Lay out as a numbered list the lines from the one containing "Would you be able to indicate the wooden railing" through the end of the records, inclusive, with blank lines omitted. Include only those lines, and leave the pictures out.

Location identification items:
==*==

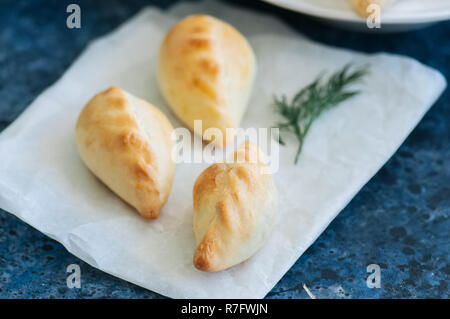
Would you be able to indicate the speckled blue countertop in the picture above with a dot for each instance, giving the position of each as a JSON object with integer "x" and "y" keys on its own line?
{"x": 399, "y": 220}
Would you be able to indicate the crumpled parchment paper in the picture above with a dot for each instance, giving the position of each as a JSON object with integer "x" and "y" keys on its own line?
{"x": 44, "y": 182}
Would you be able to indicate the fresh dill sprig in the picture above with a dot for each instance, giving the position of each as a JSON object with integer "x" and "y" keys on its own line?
{"x": 311, "y": 101}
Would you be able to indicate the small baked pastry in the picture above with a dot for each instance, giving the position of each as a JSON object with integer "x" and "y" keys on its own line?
{"x": 362, "y": 5}
{"x": 205, "y": 72}
{"x": 126, "y": 142}
{"x": 235, "y": 208}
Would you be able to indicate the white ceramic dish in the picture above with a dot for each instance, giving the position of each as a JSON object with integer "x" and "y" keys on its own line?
{"x": 403, "y": 15}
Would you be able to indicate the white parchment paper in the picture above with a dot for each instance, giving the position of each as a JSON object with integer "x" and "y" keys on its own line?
{"x": 44, "y": 182}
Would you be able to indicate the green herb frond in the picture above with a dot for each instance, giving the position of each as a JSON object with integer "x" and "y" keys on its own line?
{"x": 307, "y": 105}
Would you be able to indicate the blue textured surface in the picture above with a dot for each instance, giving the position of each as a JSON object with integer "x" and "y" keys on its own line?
{"x": 399, "y": 220}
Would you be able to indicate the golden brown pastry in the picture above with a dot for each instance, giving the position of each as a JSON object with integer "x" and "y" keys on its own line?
{"x": 235, "y": 208}
{"x": 126, "y": 143}
{"x": 361, "y": 5}
{"x": 206, "y": 70}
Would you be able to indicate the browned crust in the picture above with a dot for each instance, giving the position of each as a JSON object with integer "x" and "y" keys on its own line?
{"x": 236, "y": 190}
{"x": 108, "y": 125}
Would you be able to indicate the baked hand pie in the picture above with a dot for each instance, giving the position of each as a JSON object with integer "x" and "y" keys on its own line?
{"x": 206, "y": 70}
{"x": 362, "y": 5}
{"x": 235, "y": 208}
{"x": 126, "y": 142}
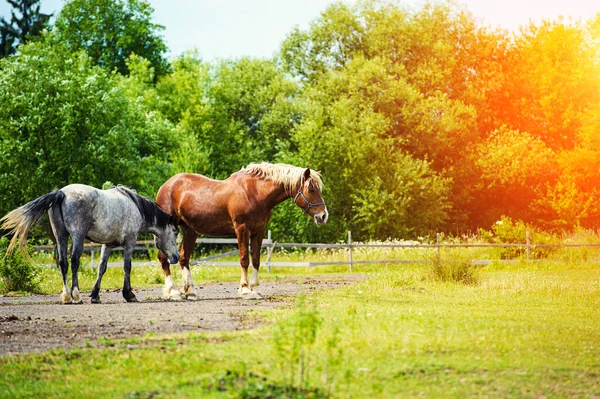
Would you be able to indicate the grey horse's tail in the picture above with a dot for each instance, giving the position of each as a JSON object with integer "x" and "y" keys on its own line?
{"x": 19, "y": 221}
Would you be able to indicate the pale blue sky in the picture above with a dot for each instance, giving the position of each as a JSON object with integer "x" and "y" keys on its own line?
{"x": 235, "y": 28}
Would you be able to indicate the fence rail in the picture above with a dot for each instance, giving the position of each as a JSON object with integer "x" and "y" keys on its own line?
{"x": 148, "y": 245}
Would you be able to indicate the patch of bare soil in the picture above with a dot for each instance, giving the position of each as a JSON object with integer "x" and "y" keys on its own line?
{"x": 40, "y": 322}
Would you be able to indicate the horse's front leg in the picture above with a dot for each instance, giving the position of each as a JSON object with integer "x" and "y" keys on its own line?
{"x": 243, "y": 236}
{"x": 185, "y": 252}
{"x": 127, "y": 252}
{"x": 169, "y": 291}
{"x": 104, "y": 255}
{"x": 255, "y": 246}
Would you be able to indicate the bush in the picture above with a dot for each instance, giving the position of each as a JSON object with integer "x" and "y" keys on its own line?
{"x": 16, "y": 273}
{"x": 454, "y": 268}
{"x": 507, "y": 231}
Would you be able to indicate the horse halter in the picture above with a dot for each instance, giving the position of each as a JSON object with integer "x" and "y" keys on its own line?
{"x": 308, "y": 203}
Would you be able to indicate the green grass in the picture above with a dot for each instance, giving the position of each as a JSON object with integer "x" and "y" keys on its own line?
{"x": 525, "y": 330}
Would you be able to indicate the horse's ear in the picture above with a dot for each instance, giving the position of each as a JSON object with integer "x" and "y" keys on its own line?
{"x": 307, "y": 174}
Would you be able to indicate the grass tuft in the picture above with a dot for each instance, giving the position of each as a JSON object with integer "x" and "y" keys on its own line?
{"x": 453, "y": 268}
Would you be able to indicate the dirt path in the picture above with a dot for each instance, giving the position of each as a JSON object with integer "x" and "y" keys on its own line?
{"x": 40, "y": 322}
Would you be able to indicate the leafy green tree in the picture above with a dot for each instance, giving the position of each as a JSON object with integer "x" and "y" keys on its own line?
{"x": 68, "y": 122}
{"x": 230, "y": 113}
{"x": 109, "y": 31}
{"x": 516, "y": 170}
{"x": 373, "y": 186}
{"x": 26, "y": 21}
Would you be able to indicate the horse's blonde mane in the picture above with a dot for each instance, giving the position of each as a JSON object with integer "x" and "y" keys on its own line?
{"x": 288, "y": 175}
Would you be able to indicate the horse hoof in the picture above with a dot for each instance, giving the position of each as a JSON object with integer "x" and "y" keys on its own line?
{"x": 174, "y": 295}
{"x": 65, "y": 298}
{"x": 192, "y": 297}
{"x": 250, "y": 295}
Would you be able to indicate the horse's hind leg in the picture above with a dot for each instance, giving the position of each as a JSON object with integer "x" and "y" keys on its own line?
{"x": 62, "y": 239}
{"x": 127, "y": 253}
{"x": 75, "y": 258}
{"x": 105, "y": 253}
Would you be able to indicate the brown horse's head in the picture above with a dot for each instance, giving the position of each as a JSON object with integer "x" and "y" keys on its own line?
{"x": 309, "y": 199}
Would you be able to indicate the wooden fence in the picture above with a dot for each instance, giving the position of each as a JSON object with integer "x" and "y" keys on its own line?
{"x": 271, "y": 245}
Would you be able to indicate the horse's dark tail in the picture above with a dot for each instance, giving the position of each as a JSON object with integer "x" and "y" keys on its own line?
{"x": 19, "y": 221}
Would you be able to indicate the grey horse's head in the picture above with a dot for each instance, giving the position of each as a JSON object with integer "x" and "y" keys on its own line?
{"x": 165, "y": 239}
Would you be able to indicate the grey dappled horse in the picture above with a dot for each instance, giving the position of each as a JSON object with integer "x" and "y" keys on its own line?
{"x": 112, "y": 217}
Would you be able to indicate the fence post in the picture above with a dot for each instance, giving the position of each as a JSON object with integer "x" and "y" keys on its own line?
{"x": 350, "y": 247}
{"x": 270, "y": 249}
{"x": 528, "y": 244}
{"x": 437, "y": 242}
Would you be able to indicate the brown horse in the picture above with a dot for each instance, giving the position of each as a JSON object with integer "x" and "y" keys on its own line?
{"x": 239, "y": 206}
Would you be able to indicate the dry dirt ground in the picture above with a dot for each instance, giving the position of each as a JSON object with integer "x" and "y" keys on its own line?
{"x": 40, "y": 322}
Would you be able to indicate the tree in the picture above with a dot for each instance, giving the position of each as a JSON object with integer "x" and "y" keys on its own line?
{"x": 29, "y": 23}
{"x": 109, "y": 31}
{"x": 73, "y": 122}
{"x": 232, "y": 112}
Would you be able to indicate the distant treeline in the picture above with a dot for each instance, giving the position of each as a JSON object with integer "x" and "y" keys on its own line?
{"x": 420, "y": 120}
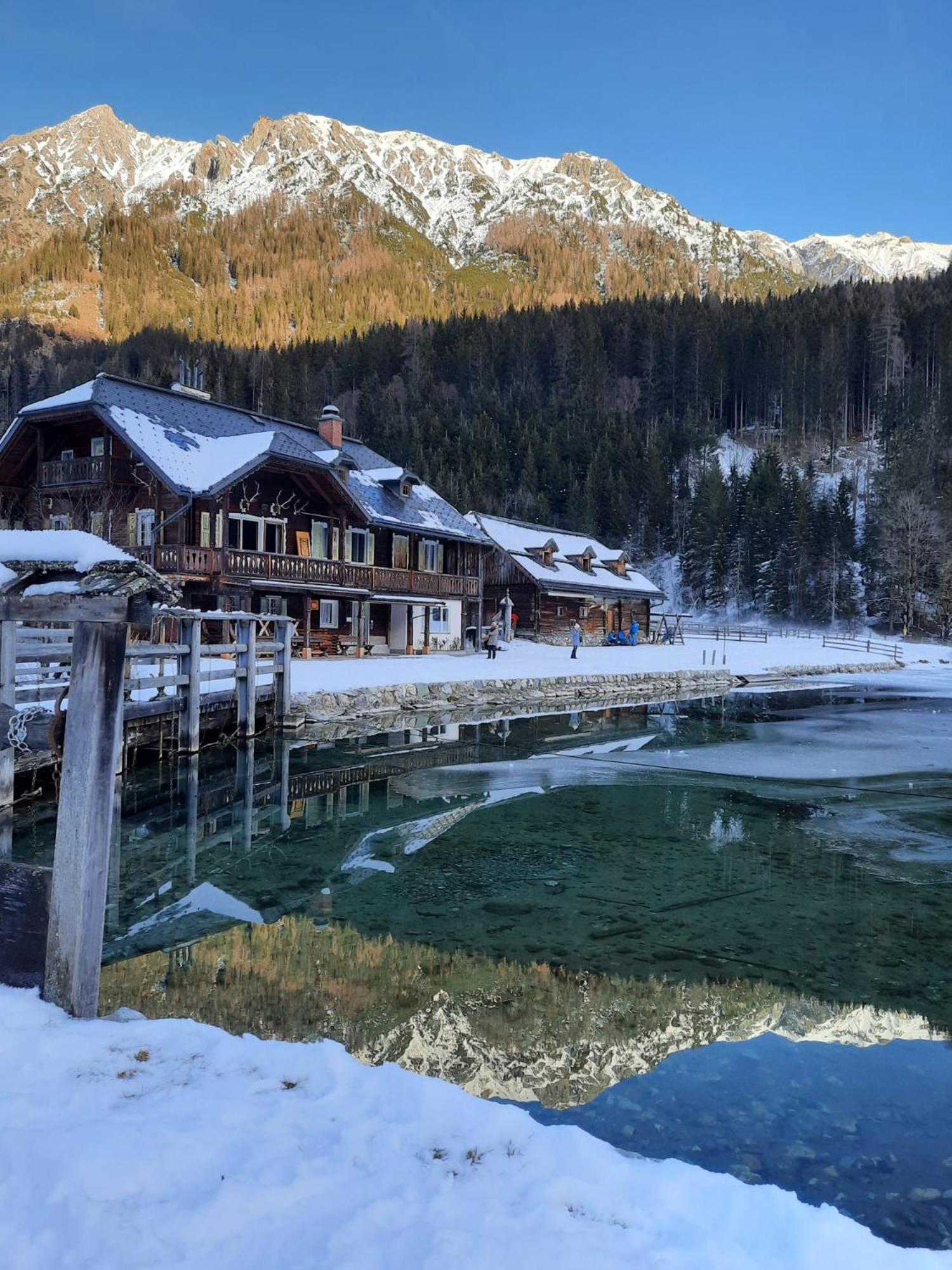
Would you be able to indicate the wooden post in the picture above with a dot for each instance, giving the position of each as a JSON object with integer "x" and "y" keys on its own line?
{"x": 282, "y": 671}
{"x": 247, "y": 662}
{"x": 285, "y": 817}
{"x": 192, "y": 820}
{"x": 248, "y": 798}
{"x": 112, "y": 890}
{"x": 86, "y": 815}
{"x": 8, "y": 698}
{"x": 191, "y": 665}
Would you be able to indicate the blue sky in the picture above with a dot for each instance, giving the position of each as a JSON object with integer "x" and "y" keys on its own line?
{"x": 786, "y": 117}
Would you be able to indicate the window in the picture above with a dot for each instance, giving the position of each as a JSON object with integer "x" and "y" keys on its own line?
{"x": 402, "y": 552}
{"x": 319, "y": 540}
{"x": 244, "y": 533}
{"x": 275, "y": 537}
{"x": 360, "y": 547}
{"x": 145, "y": 524}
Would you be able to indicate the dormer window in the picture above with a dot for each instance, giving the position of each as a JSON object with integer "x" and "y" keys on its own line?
{"x": 545, "y": 554}
{"x": 583, "y": 561}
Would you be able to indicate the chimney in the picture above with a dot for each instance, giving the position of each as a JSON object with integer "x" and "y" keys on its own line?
{"x": 191, "y": 380}
{"x": 331, "y": 427}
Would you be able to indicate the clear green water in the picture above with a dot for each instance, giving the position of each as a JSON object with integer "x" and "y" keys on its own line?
{"x": 719, "y": 930}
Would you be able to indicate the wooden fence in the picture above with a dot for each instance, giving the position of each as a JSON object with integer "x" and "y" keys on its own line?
{"x": 864, "y": 646}
{"x": 188, "y": 664}
{"x": 742, "y": 634}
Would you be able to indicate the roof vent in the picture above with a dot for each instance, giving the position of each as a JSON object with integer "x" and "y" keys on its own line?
{"x": 191, "y": 380}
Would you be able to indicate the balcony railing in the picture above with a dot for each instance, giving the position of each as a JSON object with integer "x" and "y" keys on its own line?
{"x": 233, "y": 563}
{"x": 86, "y": 472}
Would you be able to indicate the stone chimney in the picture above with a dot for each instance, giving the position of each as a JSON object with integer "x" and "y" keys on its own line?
{"x": 331, "y": 427}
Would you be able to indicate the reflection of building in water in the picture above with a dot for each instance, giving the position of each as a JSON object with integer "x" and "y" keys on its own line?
{"x": 201, "y": 826}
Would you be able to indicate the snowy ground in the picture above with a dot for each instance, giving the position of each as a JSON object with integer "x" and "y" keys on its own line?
{"x": 173, "y": 1145}
{"x": 526, "y": 660}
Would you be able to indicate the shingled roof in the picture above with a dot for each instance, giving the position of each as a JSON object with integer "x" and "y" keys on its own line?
{"x": 526, "y": 544}
{"x": 199, "y": 448}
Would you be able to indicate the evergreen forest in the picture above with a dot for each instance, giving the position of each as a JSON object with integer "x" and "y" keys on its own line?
{"x": 610, "y": 418}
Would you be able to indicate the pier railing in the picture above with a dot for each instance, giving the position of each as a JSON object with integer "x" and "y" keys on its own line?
{"x": 190, "y": 662}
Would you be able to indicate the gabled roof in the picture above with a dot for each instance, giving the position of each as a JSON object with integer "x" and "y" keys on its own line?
{"x": 199, "y": 446}
{"x": 373, "y": 486}
{"x": 525, "y": 542}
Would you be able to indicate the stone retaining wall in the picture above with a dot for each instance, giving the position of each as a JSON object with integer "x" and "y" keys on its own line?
{"x": 564, "y": 690}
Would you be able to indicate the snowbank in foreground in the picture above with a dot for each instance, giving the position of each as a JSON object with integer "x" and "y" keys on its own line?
{"x": 525, "y": 660}
{"x": 171, "y": 1144}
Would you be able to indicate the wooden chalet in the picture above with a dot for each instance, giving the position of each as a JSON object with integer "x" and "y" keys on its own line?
{"x": 555, "y": 578}
{"x": 249, "y": 512}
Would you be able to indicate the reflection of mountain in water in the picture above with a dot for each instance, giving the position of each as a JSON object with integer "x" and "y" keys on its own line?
{"x": 498, "y": 1029}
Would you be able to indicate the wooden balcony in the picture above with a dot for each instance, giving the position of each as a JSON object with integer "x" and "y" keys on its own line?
{"x": 86, "y": 472}
{"x": 232, "y": 563}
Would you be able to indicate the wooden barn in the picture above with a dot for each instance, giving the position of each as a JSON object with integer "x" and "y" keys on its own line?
{"x": 249, "y": 512}
{"x": 555, "y": 578}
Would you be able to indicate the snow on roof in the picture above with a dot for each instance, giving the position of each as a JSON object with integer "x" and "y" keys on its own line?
{"x": 420, "y": 510}
{"x": 59, "y": 547}
{"x": 521, "y": 540}
{"x": 78, "y": 396}
{"x": 201, "y": 446}
{"x": 194, "y": 462}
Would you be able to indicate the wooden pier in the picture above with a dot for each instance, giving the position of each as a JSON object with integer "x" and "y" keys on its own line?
{"x": 190, "y": 674}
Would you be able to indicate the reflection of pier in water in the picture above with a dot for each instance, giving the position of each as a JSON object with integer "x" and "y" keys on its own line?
{"x": 171, "y": 850}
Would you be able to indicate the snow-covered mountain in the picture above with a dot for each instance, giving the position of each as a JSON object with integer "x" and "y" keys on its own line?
{"x": 402, "y": 227}
{"x": 454, "y": 195}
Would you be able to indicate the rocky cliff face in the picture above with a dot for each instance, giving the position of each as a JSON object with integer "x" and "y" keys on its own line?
{"x": 475, "y": 209}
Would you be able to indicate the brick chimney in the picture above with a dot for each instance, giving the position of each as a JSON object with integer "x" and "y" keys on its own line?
{"x": 331, "y": 427}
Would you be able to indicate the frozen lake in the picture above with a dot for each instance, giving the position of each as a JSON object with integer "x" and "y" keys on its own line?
{"x": 718, "y": 930}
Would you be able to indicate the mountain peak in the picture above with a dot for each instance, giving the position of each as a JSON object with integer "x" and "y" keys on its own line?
{"x": 475, "y": 206}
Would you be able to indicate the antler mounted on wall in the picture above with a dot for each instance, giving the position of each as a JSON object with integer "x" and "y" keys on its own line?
{"x": 281, "y": 504}
{"x": 247, "y": 500}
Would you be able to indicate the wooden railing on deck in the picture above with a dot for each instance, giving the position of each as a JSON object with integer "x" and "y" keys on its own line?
{"x": 233, "y": 563}
{"x": 86, "y": 472}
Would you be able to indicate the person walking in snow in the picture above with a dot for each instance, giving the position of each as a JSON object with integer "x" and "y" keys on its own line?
{"x": 493, "y": 642}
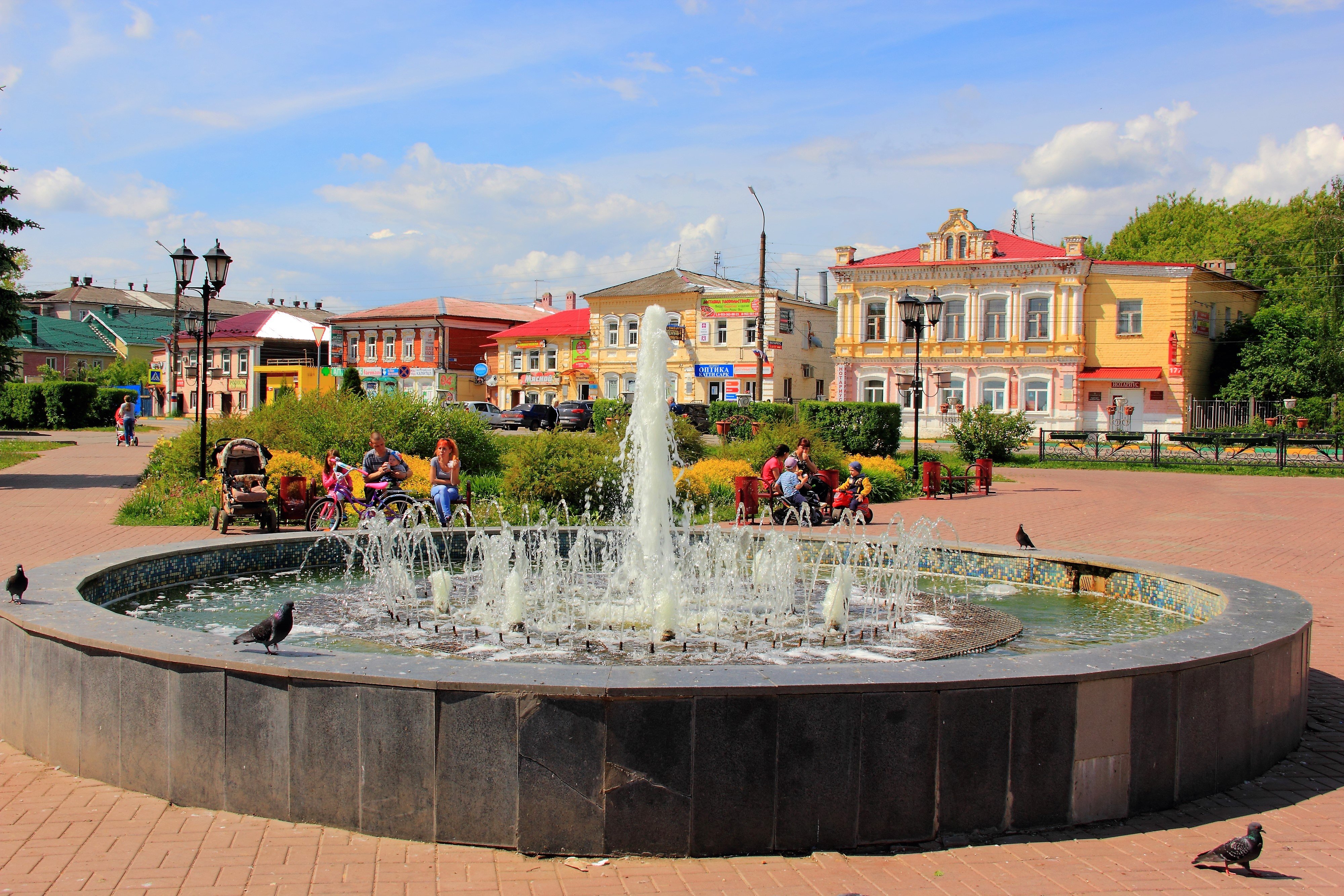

==*==

THE RESULT:
1. Would you be able to indicate the wooden railing on deck in the picture above with a dot for each instance, giving the position of each as a JSON object with integer "x" and "y" keys on its own line?
2. {"x": 233, "y": 563}
3. {"x": 86, "y": 472}
4. Would you be able to indicate the person walking in snow in the picture above with a dot for each instance, giving the position of each as a JSON object with integer "x" and "y" keys on its own line?
5. {"x": 493, "y": 642}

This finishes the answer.